Problem to work on: Below are records. Transcribe exactly the lines from the one that contains "[mark] the sepia" through the last line, leaving any pictures out.

● ● ● ●

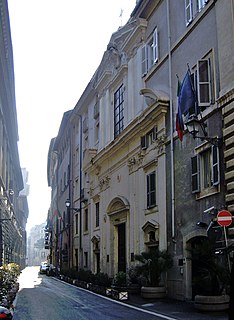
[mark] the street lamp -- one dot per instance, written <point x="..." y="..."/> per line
<point x="194" y="125"/>
<point x="68" y="205"/>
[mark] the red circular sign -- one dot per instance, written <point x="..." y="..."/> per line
<point x="224" y="218"/>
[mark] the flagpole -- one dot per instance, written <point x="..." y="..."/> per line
<point x="197" y="110"/>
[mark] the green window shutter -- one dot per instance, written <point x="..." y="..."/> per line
<point x="215" y="166"/>
<point x="195" y="175"/>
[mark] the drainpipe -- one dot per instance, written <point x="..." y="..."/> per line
<point x="81" y="256"/>
<point x="171" y="125"/>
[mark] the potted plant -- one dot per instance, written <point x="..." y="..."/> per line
<point x="210" y="278"/>
<point x="153" y="264"/>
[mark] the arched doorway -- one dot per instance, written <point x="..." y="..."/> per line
<point x="118" y="212"/>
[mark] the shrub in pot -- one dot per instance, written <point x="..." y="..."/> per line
<point x="211" y="278"/>
<point x="152" y="265"/>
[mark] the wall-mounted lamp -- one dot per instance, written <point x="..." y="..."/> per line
<point x="68" y="205"/>
<point x="2" y="220"/>
<point x="195" y="125"/>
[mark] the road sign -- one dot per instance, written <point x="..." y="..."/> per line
<point x="224" y="218"/>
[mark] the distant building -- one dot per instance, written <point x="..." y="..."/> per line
<point x="36" y="246"/>
<point x="133" y="184"/>
<point x="13" y="206"/>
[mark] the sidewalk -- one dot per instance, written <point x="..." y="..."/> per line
<point x="174" y="309"/>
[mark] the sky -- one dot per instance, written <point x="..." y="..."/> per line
<point x="57" y="46"/>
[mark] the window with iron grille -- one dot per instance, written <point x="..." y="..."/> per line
<point x="151" y="190"/>
<point x="118" y="111"/>
<point x="205" y="169"/>
<point x="97" y="215"/>
<point x="86" y="220"/>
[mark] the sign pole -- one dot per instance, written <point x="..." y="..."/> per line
<point x="226" y="242"/>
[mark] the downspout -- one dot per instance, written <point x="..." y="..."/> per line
<point x="80" y="117"/>
<point x="172" y="126"/>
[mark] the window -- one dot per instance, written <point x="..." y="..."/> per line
<point x="205" y="169"/>
<point x="76" y="223"/>
<point x="86" y="220"/>
<point x="192" y="8"/>
<point x="149" y="138"/>
<point x="203" y="80"/>
<point x="151" y="190"/>
<point x="97" y="215"/>
<point x="150" y="53"/>
<point x="85" y="259"/>
<point x="118" y="111"/>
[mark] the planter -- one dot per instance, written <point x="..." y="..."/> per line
<point x="153" y="292"/>
<point x="211" y="303"/>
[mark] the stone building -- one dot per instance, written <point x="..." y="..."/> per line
<point x="134" y="185"/>
<point x="13" y="207"/>
<point x="36" y="252"/>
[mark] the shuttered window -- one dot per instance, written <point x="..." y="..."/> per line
<point x="205" y="169"/>
<point x="151" y="190"/>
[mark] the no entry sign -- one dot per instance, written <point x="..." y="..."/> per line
<point x="224" y="218"/>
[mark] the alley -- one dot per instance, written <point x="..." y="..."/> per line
<point x="43" y="297"/>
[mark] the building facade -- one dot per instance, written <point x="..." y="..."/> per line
<point x="36" y="251"/>
<point x="135" y="185"/>
<point x="13" y="207"/>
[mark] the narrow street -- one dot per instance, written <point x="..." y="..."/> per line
<point x="41" y="297"/>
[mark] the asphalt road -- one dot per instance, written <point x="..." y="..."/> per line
<point x="41" y="297"/>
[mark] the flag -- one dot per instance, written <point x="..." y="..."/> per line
<point x="179" y="118"/>
<point x="187" y="97"/>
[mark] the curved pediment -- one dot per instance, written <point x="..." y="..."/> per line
<point x="118" y="204"/>
<point x="150" y="225"/>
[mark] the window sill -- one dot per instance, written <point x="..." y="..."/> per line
<point x="151" y="210"/>
<point x="207" y="192"/>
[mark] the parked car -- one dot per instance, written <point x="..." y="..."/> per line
<point x="5" y="313"/>
<point x="51" y="270"/>
<point x="43" y="267"/>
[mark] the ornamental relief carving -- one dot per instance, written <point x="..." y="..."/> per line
<point x="135" y="162"/>
<point x="161" y="144"/>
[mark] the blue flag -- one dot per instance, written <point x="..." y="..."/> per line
<point x="187" y="95"/>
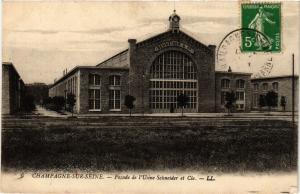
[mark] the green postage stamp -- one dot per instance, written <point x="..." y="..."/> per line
<point x="262" y="24"/>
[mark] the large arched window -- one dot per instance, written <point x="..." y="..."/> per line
<point x="240" y="84"/>
<point x="225" y="83"/>
<point x="171" y="74"/>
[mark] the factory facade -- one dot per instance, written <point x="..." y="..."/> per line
<point x="155" y="71"/>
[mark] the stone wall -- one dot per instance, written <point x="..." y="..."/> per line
<point x="233" y="77"/>
<point x="144" y="53"/>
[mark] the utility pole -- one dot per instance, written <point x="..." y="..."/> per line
<point x="293" y="90"/>
<point x="294" y="130"/>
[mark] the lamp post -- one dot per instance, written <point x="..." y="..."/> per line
<point x="65" y="99"/>
<point x="143" y="76"/>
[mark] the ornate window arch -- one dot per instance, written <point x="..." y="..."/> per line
<point x="172" y="73"/>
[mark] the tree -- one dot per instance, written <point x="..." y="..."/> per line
<point x="230" y="99"/>
<point x="59" y="102"/>
<point x="271" y="99"/>
<point x="71" y="102"/>
<point x="283" y="102"/>
<point x="262" y="101"/>
<point x="47" y="101"/>
<point x="129" y="102"/>
<point x="182" y="101"/>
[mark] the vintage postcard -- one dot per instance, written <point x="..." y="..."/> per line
<point x="150" y="97"/>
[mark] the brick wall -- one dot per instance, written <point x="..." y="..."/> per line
<point x="5" y="90"/>
<point x="233" y="77"/>
<point x="12" y="89"/>
<point x="143" y="54"/>
<point x="284" y="89"/>
<point x="104" y="74"/>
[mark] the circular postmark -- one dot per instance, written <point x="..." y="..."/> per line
<point x="230" y="53"/>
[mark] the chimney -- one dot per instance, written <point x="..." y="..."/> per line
<point x="131" y="50"/>
<point x="229" y="69"/>
<point x="132" y="44"/>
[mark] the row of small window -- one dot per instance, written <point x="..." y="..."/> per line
<point x="172" y="84"/>
<point x="225" y="83"/>
<point x="168" y="105"/>
<point x="265" y="86"/>
<point x="173" y="75"/>
<point x="255" y="100"/>
<point x="173" y="65"/>
<point x="164" y="99"/>
<point x="240" y="96"/>
<point x="170" y="94"/>
<point x="95" y="79"/>
<point x="95" y="99"/>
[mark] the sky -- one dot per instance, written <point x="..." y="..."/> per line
<point x="44" y="38"/>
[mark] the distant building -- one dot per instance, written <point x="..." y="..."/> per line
<point x="282" y="85"/>
<point x="155" y="71"/>
<point x="39" y="91"/>
<point x="13" y="89"/>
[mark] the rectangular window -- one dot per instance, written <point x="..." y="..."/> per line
<point x="94" y="99"/>
<point x="94" y="79"/>
<point x="255" y="87"/>
<point x="114" y="99"/>
<point x="239" y="95"/>
<point x="223" y="98"/>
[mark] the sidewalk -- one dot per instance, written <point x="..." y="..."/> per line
<point x="50" y="113"/>
<point x="284" y="115"/>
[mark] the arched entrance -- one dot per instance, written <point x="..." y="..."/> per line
<point x="171" y="74"/>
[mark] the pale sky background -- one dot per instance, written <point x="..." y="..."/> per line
<point x="44" y="38"/>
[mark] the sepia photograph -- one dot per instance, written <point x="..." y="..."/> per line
<point x="150" y="96"/>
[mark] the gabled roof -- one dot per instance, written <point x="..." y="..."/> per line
<point x="170" y="31"/>
<point x="119" y="60"/>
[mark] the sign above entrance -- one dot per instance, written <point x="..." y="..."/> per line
<point x="174" y="43"/>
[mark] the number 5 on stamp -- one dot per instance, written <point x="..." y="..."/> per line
<point x="264" y="23"/>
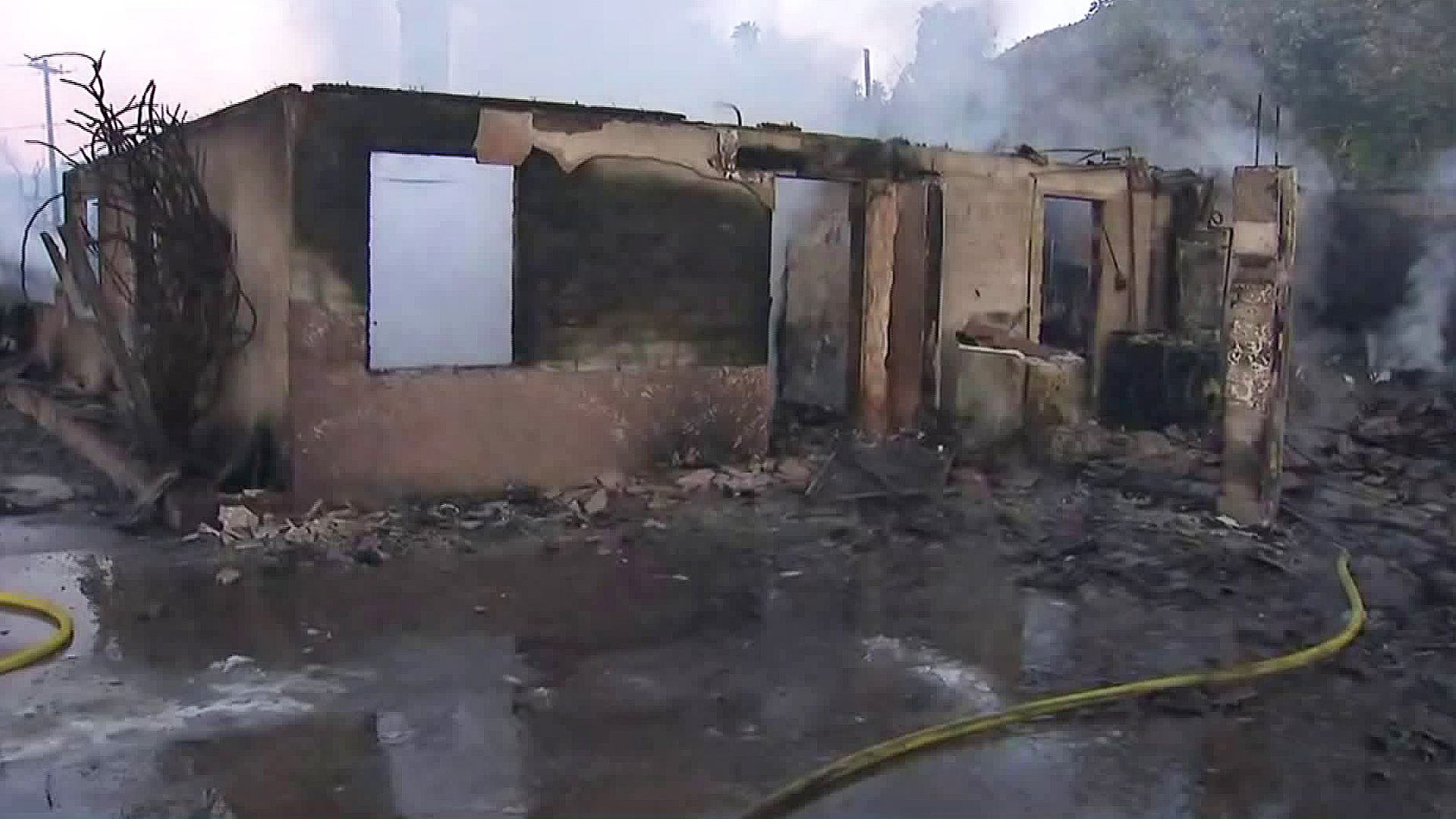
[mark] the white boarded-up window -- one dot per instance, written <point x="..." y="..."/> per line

● ● ● ●

Final result:
[mark] the sepia photograph -- one dot per instance, written <point x="..." y="..."/> per line
<point x="150" y="96"/>
[mark] the gabled roof -- one dot per instance, written <point x="..." y="..."/> per line
<point x="170" y="31"/>
<point x="119" y="60"/>
[mark] the sign above entrance -- one dot per instance, written <point x="..." y="..."/> per line
<point x="174" y="43"/>
[mark] the number 5 on stamp -- one dot per instance, written <point x="..." y="..."/> per line
<point x="264" y="23"/>
[mark] the white boarded-up window -- one dot per instance, written <point x="..." y="..."/> per line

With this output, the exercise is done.